- What to work on -
Extract each line of the data below exactly as written.

○ ○ ○ ○

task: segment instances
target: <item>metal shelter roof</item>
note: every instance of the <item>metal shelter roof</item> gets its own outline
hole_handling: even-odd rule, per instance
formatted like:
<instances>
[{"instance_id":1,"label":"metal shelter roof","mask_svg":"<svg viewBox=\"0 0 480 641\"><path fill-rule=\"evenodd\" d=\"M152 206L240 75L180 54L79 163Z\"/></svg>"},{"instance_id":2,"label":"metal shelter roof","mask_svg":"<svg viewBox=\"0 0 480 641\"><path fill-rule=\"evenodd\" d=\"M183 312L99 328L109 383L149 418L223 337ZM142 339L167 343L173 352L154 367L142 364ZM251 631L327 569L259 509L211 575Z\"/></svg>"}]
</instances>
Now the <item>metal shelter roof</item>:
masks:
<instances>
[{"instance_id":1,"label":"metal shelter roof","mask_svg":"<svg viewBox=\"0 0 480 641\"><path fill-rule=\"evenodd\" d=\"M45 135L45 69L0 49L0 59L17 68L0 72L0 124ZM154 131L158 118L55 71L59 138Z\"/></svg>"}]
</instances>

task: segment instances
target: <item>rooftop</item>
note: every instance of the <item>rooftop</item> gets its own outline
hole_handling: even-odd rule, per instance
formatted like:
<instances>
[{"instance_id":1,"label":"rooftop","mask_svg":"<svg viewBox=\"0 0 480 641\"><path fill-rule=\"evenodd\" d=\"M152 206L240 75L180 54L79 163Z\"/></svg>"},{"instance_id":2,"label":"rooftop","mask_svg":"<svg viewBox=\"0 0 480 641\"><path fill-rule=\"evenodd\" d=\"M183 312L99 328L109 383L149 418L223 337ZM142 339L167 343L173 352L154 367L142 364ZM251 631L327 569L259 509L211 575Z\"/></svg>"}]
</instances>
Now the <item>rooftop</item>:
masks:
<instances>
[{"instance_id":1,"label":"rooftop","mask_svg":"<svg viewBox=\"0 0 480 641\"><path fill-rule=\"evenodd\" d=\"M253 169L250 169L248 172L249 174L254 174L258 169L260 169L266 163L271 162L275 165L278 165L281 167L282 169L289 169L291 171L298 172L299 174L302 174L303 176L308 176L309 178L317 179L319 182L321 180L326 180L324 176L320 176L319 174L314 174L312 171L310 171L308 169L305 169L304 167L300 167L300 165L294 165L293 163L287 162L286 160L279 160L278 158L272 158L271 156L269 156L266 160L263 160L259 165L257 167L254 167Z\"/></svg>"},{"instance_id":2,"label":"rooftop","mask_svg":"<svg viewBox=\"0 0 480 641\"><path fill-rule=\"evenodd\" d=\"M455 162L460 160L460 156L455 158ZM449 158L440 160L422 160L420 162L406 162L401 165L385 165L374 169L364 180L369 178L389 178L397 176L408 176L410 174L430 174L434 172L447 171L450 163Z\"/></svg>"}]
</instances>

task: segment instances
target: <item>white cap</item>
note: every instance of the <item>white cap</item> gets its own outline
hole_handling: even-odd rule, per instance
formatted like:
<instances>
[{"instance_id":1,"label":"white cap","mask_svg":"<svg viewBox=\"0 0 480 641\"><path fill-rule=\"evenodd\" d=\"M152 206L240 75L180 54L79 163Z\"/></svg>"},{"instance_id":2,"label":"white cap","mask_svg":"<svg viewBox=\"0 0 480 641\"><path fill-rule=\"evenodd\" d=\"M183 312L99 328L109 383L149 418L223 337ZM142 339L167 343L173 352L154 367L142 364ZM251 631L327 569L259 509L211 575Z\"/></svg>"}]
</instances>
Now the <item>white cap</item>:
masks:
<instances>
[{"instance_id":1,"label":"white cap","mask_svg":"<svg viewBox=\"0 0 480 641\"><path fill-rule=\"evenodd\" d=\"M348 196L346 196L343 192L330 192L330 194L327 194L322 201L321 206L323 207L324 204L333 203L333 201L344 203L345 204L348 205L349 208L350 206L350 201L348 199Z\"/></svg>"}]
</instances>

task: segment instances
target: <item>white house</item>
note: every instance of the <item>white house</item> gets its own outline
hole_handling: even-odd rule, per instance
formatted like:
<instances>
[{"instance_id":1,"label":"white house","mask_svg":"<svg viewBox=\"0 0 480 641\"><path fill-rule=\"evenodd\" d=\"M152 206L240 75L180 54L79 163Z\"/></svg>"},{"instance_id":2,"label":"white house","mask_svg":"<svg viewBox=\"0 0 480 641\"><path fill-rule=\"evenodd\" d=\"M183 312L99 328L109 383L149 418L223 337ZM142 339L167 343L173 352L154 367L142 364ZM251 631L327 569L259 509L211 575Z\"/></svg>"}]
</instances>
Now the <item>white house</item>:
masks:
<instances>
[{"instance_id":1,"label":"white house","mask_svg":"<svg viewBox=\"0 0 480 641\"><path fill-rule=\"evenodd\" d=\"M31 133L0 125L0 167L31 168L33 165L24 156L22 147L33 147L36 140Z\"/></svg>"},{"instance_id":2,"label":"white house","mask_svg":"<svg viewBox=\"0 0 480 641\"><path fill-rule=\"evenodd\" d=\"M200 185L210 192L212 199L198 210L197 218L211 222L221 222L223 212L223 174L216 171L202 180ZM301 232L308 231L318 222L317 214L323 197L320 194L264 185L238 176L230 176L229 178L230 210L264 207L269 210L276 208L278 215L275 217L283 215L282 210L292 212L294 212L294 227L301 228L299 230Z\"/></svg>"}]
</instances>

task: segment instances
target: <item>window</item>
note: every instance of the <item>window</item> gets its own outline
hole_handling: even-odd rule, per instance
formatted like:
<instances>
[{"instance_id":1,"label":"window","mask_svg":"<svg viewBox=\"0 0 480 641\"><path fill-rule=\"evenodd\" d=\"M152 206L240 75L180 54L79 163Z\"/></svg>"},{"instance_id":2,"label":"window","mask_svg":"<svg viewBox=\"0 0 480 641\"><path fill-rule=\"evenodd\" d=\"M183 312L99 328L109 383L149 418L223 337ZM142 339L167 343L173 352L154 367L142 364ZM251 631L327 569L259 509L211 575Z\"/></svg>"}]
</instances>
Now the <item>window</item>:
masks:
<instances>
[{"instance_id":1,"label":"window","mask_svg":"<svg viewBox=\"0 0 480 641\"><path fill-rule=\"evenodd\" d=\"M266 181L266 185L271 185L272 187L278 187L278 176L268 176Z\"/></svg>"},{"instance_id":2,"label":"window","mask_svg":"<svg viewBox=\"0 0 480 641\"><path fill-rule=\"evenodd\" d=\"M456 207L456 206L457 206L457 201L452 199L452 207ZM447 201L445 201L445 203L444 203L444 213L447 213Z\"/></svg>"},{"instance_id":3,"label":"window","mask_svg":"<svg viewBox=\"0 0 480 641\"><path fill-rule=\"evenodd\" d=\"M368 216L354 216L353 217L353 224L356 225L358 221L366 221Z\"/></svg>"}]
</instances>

○ ○ ○ ○

- Written response -
task: segment instances
target: <item>metal shelter roof</item>
note: every instance of the <item>metal shelter roof</item> gets its own outline
hole_handling: even-odd rule, per instance
formatted like:
<instances>
[{"instance_id":1,"label":"metal shelter roof","mask_svg":"<svg viewBox=\"0 0 480 641\"><path fill-rule=\"evenodd\" d=\"M152 206L240 75L180 54L79 163Z\"/></svg>"},{"instance_id":2,"label":"metal shelter roof","mask_svg":"<svg viewBox=\"0 0 480 641\"><path fill-rule=\"evenodd\" d=\"M183 312L99 328L109 383L149 418L223 337ZM142 339L167 343L173 352L154 367L142 364ZM251 631L327 569L259 509L211 575Z\"/></svg>"}]
</instances>
Now the <item>metal shelter roof</item>:
masks:
<instances>
[{"instance_id":1,"label":"metal shelter roof","mask_svg":"<svg viewBox=\"0 0 480 641\"><path fill-rule=\"evenodd\" d=\"M45 135L45 69L0 49L0 59L17 68L0 72L0 124ZM154 131L158 118L55 71L59 138Z\"/></svg>"}]
</instances>

task: segment instances
target: <item>rooftop</item>
note: every instance of the <item>rooftop</item> gets its own outline
hole_handling: even-odd rule, per instance
formatted like:
<instances>
[{"instance_id":1,"label":"rooftop","mask_svg":"<svg viewBox=\"0 0 480 641\"><path fill-rule=\"evenodd\" d=\"M152 206L240 75L180 54L79 163Z\"/></svg>"},{"instance_id":2,"label":"rooftop","mask_svg":"<svg viewBox=\"0 0 480 641\"><path fill-rule=\"evenodd\" d=\"M183 312L99 328L109 383L149 418L223 337ZM142 339L167 343L173 352L154 367L142 364ZM251 631L327 569L259 509L211 575Z\"/></svg>"}]
</instances>
Now the <item>rooftop</item>:
masks:
<instances>
[{"instance_id":1,"label":"rooftop","mask_svg":"<svg viewBox=\"0 0 480 641\"><path fill-rule=\"evenodd\" d=\"M253 169L250 169L248 172L249 174L254 174L258 169L260 169L266 163L271 162L275 165L278 165L281 167L282 169L289 169L291 171L298 172L299 174L302 174L303 176L308 176L309 178L317 179L319 182L321 180L326 180L324 176L320 176L319 174L314 174L312 171L310 171L308 169L305 169L304 167L300 167L300 165L294 165L293 163L287 162L286 160L279 160L278 158L272 158L271 156L269 156L266 160L263 160L259 165L257 167L254 167Z\"/></svg>"},{"instance_id":2,"label":"rooftop","mask_svg":"<svg viewBox=\"0 0 480 641\"><path fill-rule=\"evenodd\" d=\"M455 162L460 160L460 156L455 158ZM449 158L440 160L422 160L420 162L406 162L401 165L385 165L374 169L364 180L369 178L389 178L397 176L408 176L410 174L430 174L434 172L447 171L450 163Z\"/></svg>"}]
</instances>

task: segment instances
target: <item>white cap</item>
note: every instance of the <item>white cap</item> gets its own outline
hole_handling: even-odd rule, per instance
formatted like:
<instances>
[{"instance_id":1,"label":"white cap","mask_svg":"<svg viewBox=\"0 0 480 641\"><path fill-rule=\"evenodd\" d=\"M152 206L240 75L180 54L79 163Z\"/></svg>"},{"instance_id":2,"label":"white cap","mask_svg":"<svg viewBox=\"0 0 480 641\"><path fill-rule=\"evenodd\" d=\"M183 312L99 328L109 383L149 418L223 337ZM142 339L167 343L173 352L154 367L142 364ZM251 631L327 569L259 509L211 575Z\"/></svg>"}]
</instances>
Now the <item>white cap</item>:
masks:
<instances>
[{"instance_id":1,"label":"white cap","mask_svg":"<svg viewBox=\"0 0 480 641\"><path fill-rule=\"evenodd\" d=\"M348 196L346 196L343 192L330 192L330 194L327 194L322 201L321 206L323 207L324 204L333 203L333 201L344 203L345 204L348 205L349 208L350 206L350 201L348 199Z\"/></svg>"}]
</instances>

task: segment instances
target: <item>white house</item>
note: every instance of the <item>white house</item> gets its own outline
hole_handling: even-odd rule, per instance
formatted like:
<instances>
[{"instance_id":1,"label":"white house","mask_svg":"<svg viewBox=\"0 0 480 641\"><path fill-rule=\"evenodd\" d=\"M152 206L240 75L180 54L79 163Z\"/></svg>"},{"instance_id":2,"label":"white house","mask_svg":"<svg viewBox=\"0 0 480 641\"><path fill-rule=\"evenodd\" d=\"M183 312L99 328L109 383L149 418L223 337ZM142 339L167 343L173 352L154 367L142 364ZM251 631L327 569L259 509L211 575Z\"/></svg>"}]
</instances>
Now the <item>white house</item>:
masks:
<instances>
[{"instance_id":1,"label":"white house","mask_svg":"<svg viewBox=\"0 0 480 641\"><path fill-rule=\"evenodd\" d=\"M31 133L0 125L0 167L31 168L33 165L24 156L22 147L33 147L36 140Z\"/></svg>"},{"instance_id":2,"label":"white house","mask_svg":"<svg viewBox=\"0 0 480 641\"><path fill-rule=\"evenodd\" d=\"M200 185L210 192L212 199L198 210L197 218L211 222L221 222L223 212L223 174L216 171L202 180ZM301 232L308 231L318 222L317 214L323 197L320 194L264 185L238 176L230 176L229 178L230 210L264 207L269 210L276 208L278 215L275 217L283 215L282 210L292 212L294 212L294 227L301 228L299 230Z\"/></svg>"}]
</instances>

task: segment instances
target: <item>window</item>
note: every instance of the <item>window</item> gets its own outline
hole_handling: even-odd rule, per instance
formatted like:
<instances>
[{"instance_id":1,"label":"window","mask_svg":"<svg viewBox=\"0 0 480 641\"><path fill-rule=\"evenodd\" d=\"M152 206L240 75L180 54L79 163Z\"/></svg>"},{"instance_id":2,"label":"window","mask_svg":"<svg viewBox=\"0 0 480 641\"><path fill-rule=\"evenodd\" d=\"M183 312L99 328L109 383L149 418L223 337ZM142 339L167 343L173 352L154 367L142 364ZM251 631L327 569L259 509L211 575Z\"/></svg>"}]
</instances>
Now the <item>window</item>:
masks:
<instances>
[{"instance_id":1,"label":"window","mask_svg":"<svg viewBox=\"0 0 480 641\"><path fill-rule=\"evenodd\" d=\"M266 181L266 185L271 185L272 187L278 187L278 176L268 176Z\"/></svg>"},{"instance_id":2,"label":"window","mask_svg":"<svg viewBox=\"0 0 480 641\"><path fill-rule=\"evenodd\" d=\"M456 207L456 206L457 206L457 201L452 199L452 207ZM447 201L445 201L445 203L444 203L444 213L447 213Z\"/></svg>"},{"instance_id":3,"label":"window","mask_svg":"<svg viewBox=\"0 0 480 641\"><path fill-rule=\"evenodd\" d=\"M368 216L354 216L353 217L353 224L356 225L358 221L366 221Z\"/></svg>"}]
</instances>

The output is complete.